_Exercise goal:_ Send back the entries exactly as they were given.

[Point-per-instance localization data]
*** Block opens ***

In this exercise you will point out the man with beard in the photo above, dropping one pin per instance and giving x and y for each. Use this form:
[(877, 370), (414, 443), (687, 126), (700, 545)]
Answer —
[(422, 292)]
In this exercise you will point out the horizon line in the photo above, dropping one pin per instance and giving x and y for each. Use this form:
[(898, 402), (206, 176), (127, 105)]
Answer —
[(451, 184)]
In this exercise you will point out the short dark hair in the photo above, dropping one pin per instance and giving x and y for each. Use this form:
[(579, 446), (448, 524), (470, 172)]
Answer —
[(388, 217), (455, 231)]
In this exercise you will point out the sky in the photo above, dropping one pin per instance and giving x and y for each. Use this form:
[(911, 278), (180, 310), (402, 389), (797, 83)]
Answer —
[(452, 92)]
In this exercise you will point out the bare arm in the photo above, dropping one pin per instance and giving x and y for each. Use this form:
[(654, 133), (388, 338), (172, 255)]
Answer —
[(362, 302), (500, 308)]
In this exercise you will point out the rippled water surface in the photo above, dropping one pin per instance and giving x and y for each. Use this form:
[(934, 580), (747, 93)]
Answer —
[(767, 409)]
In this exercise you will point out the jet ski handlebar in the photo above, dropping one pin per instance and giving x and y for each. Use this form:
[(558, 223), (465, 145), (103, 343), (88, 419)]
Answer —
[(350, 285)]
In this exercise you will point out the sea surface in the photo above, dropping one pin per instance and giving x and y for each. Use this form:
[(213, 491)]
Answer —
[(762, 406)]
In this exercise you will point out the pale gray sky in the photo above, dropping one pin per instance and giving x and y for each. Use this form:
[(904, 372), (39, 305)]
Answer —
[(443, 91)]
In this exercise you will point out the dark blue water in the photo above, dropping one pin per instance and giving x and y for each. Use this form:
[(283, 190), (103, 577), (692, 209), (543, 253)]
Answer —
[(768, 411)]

*** Block closes ***

_Answer to this exercise:_
In this exercise you will point out the man with beard in the photo above, dropping one pin per instance and giving x and y for each. Use this form:
[(877, 370), (414, 443), (687, 126), (700, 545)]
Answer —
[(422, 292)]
In this exercise you will point out the horizon line in the photo above, dropping one pin per instance and giving x and y for each. Use this form:
[(898, 402), (206, 176), (127, 105)]
Answer —
[(451, 184)]
In this exercise you will point out the short dark hair in the photo above, dropping one pin per instance and giving x and y for each. Use this form:
[(579, 446), (448, 524), (470, 172)]
Answer —
[(388, 217), (455, 231)]
In this exercise you will point out the sky in the photo above, dropping one pin per instance and giving x and y for each. Use this form:
[(911, 278), (180, 310), (402, 389), (797, 83)]
Answer —
[(452, 92)]
In this exercise you will point out the bare arm in the photo above, dropping one pin per instance and giving x and y for each. Use this form:
[(654, 133), (388, 338), (172, 255)]
Answer —
[(362, 302), (500, 308)]
In this exercise you will point out the rippled water surface in the photo above, dropping one pin per instance and giving x and y for each. Use this form:
[(934, 580), (747, 93)]
Answer —
[(767, 409)]
In this exercise you will point out the jet ski handlebar in the photo above, dropping one pin per instance and giving x and y for each. Use this form:
[(558, 223), (465, 145), (103, 343), (88, 419)]
Answer —
[(350, 285)]
In this exercise you will point out the sea surface in the photo above, dropping one pin per instance and giving x and y for each. Use this form:
[(213, 491)]
Answer —
[(762, 406)]
In this exercise you will point out the pale gray sky in the photo above, dropping one pin per instance and giving x and y for each. Use this form:
[(904, 372), (39, 305)]
Answer —
[(443, 91)]
In this exercise you will point out the dark blue water in the photo above, dropping one pin per instance and giving x and y for each. Use this form:
[(283, 190), (103, 577), (692, 209), (543, 253)]
Answer —
[(768, 411)]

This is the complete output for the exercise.